Vida e morte do homem perplexo


Raul Solnado elevou o cinema português acima da sua mediocridade habitual


ESTOU DE férias. Deitado ao sol, com um livro de aeroporto sobre a barriga. O empregado do bar aproxima-se. Comunica que tenho um telefonema à espera. Levanto-me, imaginando desgraças domésticas. Errei na segunda parte do presságio. A desgraça existe, sim, mas não é doméstica. É nacional. Morreu Raul Solnado.
Os portugueses sabem o que significa a perda de Raul Solnado. Um dos grandes atores e humoristas do teatro luso? Certíssimo. Mas não apenas do teatro. Se existe ator dramático que elevou o cinema português acima da sua mediocridade habitual, esse alguém é Raul Solnado.
Cito um só exemplo: em "Balada da Praia dos Cães", filme de José Fonseca e Costa baseado no livro de José Cardoso Pires (pessoalmente, o maior romancista português da segunda metade do século 20), Solnado é o solitário Elias, inspetor policial que carrega sobre os ombros uma tristeza existencial só concebível nos antigos anti-heróis do "film noir". Quem viu, não esquece. Quem viu, agradece.
Mas se os portugueses reconhecem a perda, os brasileiros também não escapam à orfandade. Na década de 60, Solnado foi figura grata no Brasil, onde conquistou o sucesso teatral e até televisivo que já trazia da terrinha. Para classificar o estilo peculiar de Solnado na comédia, os brasileiros até inventaram um belo epíteto: "o homem perplexo".
De fato. Olhando as gravações da época, "perplexidade" é o termo para um ator que surgia em palco, absolutamente só, disposto a narrar os seus monólogos, uma espécie de "stand-up comedy" antes do tempo. Um deles, intitulado "História da Guerra de 1908", é o relato pungente de um pobre diabo que vai para a guerra e, ao chegar lá, descobre que a guerra ainda está fechada. Na década de 60, com Portugal a combater em África, estas brincadeiras eram, simultaneamente, surreais e subversivas.
Desconfio que no Brasil o efeito era semelhante. Basta consultar os jornais da altura. Ou basta relembrar as palavras que o próprio Solnado me disse na última entrevista que concedeu, em março passado.

_O que fazer:_
1. Liste todas as pessoas reais citadas pelo nome completo no texto sobre Raul Solnado.
2. Prossiga o texto sobre Raul Solnado a partir da última frase apresentada, com um ou dois parágrafos.

_Listagem de dados:_
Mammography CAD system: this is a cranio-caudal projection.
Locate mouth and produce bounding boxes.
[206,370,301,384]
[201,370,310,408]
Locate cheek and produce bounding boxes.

_Respostas das tarefas:_
1.
Raul Solnado
José Fonseca e Costa
José Cardoso Pires

2.
A última entrevista e, presumo, uma das mais longas: durante uma tarde inteira, com um vinho tinto que ele fez questão de partilhar com generosidade e sabedoria, houve tempo para tudo. Para relembrar o Brasil, uma espécie de segunda casa, e os amigos brasileiros, especialmente Millôr Fernandes, por quem Solnado nutria uma admiração imensa.
Digo "segunda casa", e não primeira, porque Portugal era o amor principal. "No Rio de Janeiro", confessou-me Solnado, "eu estava com saudades de Portugal. Não, saudades, não; eram mais ciúmes, porque para mim as saudades não existem. Tinha ciúmes disto tudo que existe cá. E pronto: embebedei-me muito porque fui a um aniversário, eles começaram a cantar fados e eu comecei a chorar, a chorar. Apanhei uma daquelas bebedeiras de sarjeta".
Esses "ciúmes" só se compreendem se entendermos Solnado como um rapaz de Lisboa, essa "cidade musical" da sua infância: uma cidade dominada pelas conversas dos vizinhos à janela, pelos pregões das varinas no bairro da Madragoa. Exatamente como lemos na poesia de Cesário Verde ou António Botto.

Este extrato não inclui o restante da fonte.